[Referring expression pointing data]

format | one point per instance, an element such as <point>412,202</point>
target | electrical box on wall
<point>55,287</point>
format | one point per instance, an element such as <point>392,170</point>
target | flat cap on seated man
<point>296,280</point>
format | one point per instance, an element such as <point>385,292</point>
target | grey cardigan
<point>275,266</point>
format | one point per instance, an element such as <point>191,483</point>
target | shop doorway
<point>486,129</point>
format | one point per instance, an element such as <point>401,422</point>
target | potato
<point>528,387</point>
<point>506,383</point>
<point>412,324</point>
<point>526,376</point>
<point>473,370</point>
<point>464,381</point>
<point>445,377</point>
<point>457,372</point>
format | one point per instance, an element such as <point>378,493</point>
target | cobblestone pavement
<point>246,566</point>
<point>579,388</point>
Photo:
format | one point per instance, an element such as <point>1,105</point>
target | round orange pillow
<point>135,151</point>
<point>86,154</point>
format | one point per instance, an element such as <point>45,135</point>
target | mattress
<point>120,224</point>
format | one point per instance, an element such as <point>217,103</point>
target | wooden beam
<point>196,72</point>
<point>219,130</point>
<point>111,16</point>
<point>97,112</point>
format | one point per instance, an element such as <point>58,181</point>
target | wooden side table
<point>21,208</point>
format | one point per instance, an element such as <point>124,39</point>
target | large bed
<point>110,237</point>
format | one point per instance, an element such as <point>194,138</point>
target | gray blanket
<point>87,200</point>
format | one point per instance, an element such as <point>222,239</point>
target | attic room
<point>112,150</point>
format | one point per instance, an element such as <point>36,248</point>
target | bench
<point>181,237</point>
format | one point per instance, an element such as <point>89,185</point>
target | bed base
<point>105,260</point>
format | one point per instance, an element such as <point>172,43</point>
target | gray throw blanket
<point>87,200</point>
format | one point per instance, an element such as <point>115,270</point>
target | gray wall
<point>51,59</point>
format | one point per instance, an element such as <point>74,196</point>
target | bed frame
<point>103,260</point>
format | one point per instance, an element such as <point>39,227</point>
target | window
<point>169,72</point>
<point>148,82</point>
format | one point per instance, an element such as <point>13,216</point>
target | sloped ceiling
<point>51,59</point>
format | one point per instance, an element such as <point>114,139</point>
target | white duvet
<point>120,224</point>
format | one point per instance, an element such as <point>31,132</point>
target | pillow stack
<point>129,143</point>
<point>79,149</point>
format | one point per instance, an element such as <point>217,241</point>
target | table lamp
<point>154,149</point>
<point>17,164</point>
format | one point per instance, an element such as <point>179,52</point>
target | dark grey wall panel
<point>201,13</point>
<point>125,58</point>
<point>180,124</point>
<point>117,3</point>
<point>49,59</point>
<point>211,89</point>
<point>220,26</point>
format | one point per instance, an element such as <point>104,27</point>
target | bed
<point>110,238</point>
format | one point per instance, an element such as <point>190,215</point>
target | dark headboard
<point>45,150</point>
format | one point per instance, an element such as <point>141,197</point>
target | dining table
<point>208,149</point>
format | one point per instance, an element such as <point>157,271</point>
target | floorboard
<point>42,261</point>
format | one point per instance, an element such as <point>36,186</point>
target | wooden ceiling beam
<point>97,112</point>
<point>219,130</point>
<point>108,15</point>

◆ What is being asked
What you copy out must be exactly the lines from the line containing "target | dark headboard" through the end of the records.

◆ Written answer
target | dark headboard
<point>45,150</point>
format | one point per instance, an element such as <point>141,197</point>
target | dining table
<point>208,149</point>
format | one point per instance, an element such as <point>157,271</point>
target | floorboard
<point>42,261</point>
format | one point per instance, an element such as <point>36,186</point>
target | wooden ceiling beam
<point>97,112</point>
<point>219,130</point>
<point>108,15</point>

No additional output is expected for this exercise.